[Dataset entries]

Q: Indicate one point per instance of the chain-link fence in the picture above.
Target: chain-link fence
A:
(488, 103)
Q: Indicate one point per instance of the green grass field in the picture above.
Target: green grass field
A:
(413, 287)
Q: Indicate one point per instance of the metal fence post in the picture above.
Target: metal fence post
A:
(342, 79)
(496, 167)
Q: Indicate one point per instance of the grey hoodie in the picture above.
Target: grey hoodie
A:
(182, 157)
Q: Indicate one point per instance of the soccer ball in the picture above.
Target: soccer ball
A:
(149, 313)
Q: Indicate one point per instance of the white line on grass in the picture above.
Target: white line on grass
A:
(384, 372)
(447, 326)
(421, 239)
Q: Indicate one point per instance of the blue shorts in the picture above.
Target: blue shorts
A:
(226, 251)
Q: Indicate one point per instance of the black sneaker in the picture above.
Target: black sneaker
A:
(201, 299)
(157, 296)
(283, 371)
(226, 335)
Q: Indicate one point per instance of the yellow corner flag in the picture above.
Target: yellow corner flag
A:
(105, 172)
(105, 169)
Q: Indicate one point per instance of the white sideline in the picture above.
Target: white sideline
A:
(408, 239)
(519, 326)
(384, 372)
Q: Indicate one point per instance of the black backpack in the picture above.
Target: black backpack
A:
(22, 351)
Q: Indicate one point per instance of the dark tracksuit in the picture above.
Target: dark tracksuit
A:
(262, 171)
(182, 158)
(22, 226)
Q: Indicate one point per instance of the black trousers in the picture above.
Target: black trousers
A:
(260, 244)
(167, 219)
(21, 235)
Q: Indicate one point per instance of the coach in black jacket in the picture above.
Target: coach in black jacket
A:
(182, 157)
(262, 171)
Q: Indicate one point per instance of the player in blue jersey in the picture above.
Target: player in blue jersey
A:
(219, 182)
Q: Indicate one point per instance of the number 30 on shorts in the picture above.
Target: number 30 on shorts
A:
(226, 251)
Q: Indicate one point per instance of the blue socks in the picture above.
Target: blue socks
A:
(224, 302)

● **Description of the task**:
Show me every line in the data above that includes "metal".

● **Exercise output**:
Q: Indicate one point per instance of the metal fence post in the picture above.
Target: metal fence post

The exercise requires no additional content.